Texto proporcionado:

★ ★ ★ ★

Y no te pienses que la circunstancia de no disponer de un teléfono celular
te va a hacer menos vulnerables a las interrupciones. También existe el factor
humano.
Un día de la semana pasada recibí cerca de veinticinco llamadas de teléfono
procedentes de algún centro de llamadas radicado en, probablemente, la India. En
una de las llamadas decidí coger el silbato que uso ocasionalmente cuando
ejerzo de árbitro en los partidos de fútbol australiano que juega el equipo al
que pertenecen mis hijos. El interlocutor colgó al instante. En otra llamada,
fingí no hablar inglés. “Me no English. Español, Spanish, ¿sí? ¿Habla español?
Yo very little English. No comprendo English.” Creo que el pobre jovencito se
quedó pasmado – estoy seguro de que era un jovencito, que se esclaviza diciendo
las fantochadas que esas empresas que los explotan les exigen decir. Y no me vale
que me digan que eso se arregla desconectando el teléfono: dado que trabajo en
casa y gran parte de mis ingresos proceden de ese trabajo, la idea de
desconectar una de las vías de comunicación que me permite conseguir trabajo
remunerado es obviamente contraproducente.
Hace poco menos de un año, el novelista Jonathan Franzen, en un artículo
que publicó The Guardian y que
llevaba por título ‘What’s Wrong with the Modern World’ (‘Qué tiene de malo el
mundo moderno’ – por cierto, parece que ya ha desaparecido de la web del diario
británico) señalaba la aborrecible tendencia que nos empuja a centrarnos
únicamente en el presente:
“…hoy, 53 años después, la queja primordial de [Karl] Kraus – que el nexo
entre tecnología y los medios de comunicación ha forzado inexorablemente a la
gente a enfocarse en el presente y a olvidarse del pasado – no puede sino
sonarme sincera. Kraus fue el primer gran ejemplo de escritor en percatarse
plenamente de cómo la modernidad, cuya esencia es el ritmo de cambio cada vez
más rápido, crea en sí misma las
condiciones para que se dé un apocalipsis personal. Naturalmente, puesto que
fue el primero, los cambios le parecían distintivos y singulares a él, pero de
hecho lo que hacía era consignar algo que se ha convertido en elemento fijo de
la modernidad. Las experiencias de cada nueva generación son tan diferentes de
las de la anterior que siempre habrá
a quien le parezca que se ha perdido la conexión con los valores clave del
pasado. Mientras dure la modernidad, todos
los días le parecerán a alguien los últimos de la humanidad.” (mi traducción)

★ ★ ★ ★

Entradas proporcionadas:
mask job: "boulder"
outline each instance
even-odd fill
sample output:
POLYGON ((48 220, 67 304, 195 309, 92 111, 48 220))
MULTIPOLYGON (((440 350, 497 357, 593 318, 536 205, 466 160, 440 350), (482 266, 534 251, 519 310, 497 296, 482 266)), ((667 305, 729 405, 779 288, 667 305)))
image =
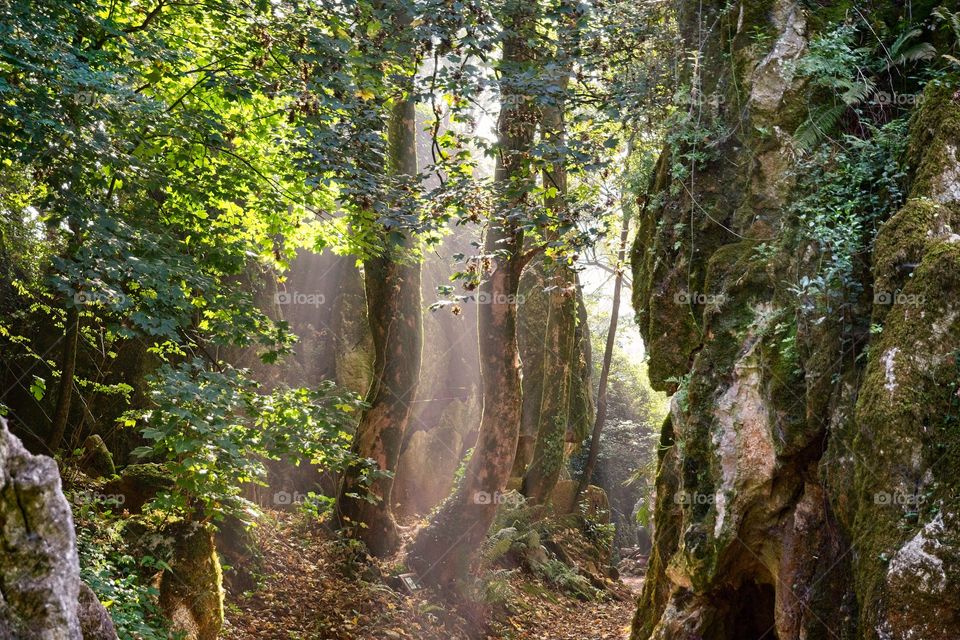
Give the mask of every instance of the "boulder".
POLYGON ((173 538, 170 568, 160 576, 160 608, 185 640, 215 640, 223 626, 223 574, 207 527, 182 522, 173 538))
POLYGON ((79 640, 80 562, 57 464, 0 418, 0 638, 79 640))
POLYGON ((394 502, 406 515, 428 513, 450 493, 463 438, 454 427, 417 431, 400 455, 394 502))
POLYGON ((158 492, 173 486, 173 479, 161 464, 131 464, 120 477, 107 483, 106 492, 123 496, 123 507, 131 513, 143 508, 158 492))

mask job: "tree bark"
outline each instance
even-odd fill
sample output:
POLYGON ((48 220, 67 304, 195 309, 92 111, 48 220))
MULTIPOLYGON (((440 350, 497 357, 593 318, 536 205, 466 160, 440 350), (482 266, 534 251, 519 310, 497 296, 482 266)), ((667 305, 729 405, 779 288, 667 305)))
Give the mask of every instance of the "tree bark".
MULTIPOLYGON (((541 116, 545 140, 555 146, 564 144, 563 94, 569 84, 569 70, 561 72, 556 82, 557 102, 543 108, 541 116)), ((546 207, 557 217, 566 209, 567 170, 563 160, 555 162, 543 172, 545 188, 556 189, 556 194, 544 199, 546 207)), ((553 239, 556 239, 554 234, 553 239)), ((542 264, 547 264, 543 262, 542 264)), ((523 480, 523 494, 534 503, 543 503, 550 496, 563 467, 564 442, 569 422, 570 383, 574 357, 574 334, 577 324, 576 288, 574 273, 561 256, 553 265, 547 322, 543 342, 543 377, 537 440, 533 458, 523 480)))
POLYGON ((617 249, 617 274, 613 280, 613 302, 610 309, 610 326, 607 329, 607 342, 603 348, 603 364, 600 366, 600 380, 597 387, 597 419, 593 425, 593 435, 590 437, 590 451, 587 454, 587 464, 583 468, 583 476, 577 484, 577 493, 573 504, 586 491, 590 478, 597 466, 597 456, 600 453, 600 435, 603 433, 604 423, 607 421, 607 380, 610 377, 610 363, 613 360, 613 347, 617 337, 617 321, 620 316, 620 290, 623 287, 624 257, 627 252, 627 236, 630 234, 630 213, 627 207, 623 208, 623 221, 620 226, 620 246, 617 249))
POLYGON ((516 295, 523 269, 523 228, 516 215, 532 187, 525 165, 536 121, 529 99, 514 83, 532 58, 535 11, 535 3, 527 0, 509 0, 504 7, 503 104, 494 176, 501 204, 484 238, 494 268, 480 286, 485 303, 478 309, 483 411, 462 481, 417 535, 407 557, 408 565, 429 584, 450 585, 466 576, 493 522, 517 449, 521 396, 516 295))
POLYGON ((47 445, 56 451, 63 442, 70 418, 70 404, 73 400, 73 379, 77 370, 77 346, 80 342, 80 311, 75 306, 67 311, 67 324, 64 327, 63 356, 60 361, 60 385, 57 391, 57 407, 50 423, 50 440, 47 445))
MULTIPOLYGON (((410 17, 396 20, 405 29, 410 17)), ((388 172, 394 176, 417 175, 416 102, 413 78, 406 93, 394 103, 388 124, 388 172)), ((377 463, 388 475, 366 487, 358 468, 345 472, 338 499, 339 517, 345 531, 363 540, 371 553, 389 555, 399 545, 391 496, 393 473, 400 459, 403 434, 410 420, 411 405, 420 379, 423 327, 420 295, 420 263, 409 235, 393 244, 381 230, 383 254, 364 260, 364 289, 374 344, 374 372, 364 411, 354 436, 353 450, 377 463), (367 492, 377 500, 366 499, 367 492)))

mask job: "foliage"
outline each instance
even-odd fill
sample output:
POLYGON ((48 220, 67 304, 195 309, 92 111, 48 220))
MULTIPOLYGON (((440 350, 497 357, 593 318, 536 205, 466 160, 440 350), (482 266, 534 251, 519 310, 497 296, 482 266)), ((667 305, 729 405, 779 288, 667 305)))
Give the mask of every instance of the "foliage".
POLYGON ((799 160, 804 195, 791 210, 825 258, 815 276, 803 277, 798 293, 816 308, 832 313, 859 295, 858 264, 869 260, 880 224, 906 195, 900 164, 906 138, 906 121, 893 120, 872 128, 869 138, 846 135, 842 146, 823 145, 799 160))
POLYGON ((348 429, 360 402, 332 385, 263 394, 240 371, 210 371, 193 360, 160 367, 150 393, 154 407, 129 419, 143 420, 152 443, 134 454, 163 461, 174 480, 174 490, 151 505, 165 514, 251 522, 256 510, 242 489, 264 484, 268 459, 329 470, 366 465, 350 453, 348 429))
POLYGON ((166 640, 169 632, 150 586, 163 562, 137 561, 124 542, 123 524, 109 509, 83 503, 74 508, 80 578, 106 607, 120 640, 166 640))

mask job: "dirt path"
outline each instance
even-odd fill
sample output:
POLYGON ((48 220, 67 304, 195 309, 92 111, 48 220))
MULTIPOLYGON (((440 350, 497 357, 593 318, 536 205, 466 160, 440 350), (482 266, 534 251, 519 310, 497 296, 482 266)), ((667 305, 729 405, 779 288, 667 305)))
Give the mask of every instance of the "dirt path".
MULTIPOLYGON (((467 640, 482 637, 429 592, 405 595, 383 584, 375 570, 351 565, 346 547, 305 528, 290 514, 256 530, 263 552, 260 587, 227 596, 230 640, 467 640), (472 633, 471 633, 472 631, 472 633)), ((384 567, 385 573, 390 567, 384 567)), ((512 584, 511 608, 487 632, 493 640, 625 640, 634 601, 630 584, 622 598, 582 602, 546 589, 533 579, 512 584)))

★ ★ ★ ★

Tareas del ejercicio:
(1) Reproduce, por favor, el tramo del texto que va desde "Un día de la" hasta "Spanish, ¿sí? ¿Habla español?".
(2) Responde estas preguntas a partir del texto:
(a) ¿Cuántas llamadas de teléfono llegaron en un día de la semana pasada?
(b) ¿Qué diario publicó el artículo de Jonathan Franzen?
(c) ¿Qué objeto se tomó en una de las llamadas?

Soluciones por tarea:
(1)
Un día de la semana pasada recibí cerca de veinticinco llamadas de teléfono
procedentes de algún centro de llamadas radicado en, probablemente, la India. En
una de las llamadas decidí coger el silbato que uso ocasionalmente cuando
ejerzo de árbitro en los partidos de fútbol australiano que juega el equipo al
que pertenecen mis hijos. El interlocutor colgó al instante. En otra llamada,
fingí no hablar inglés. “Me no English. Español, Spanish, ¿sí? ¿Habla español?

(2)
(a) Cerca de veinticinco.
(b) The Guardian.
(c) El silbato que se usa ocasionalmente para arbitrar partidos de fútbol australiano.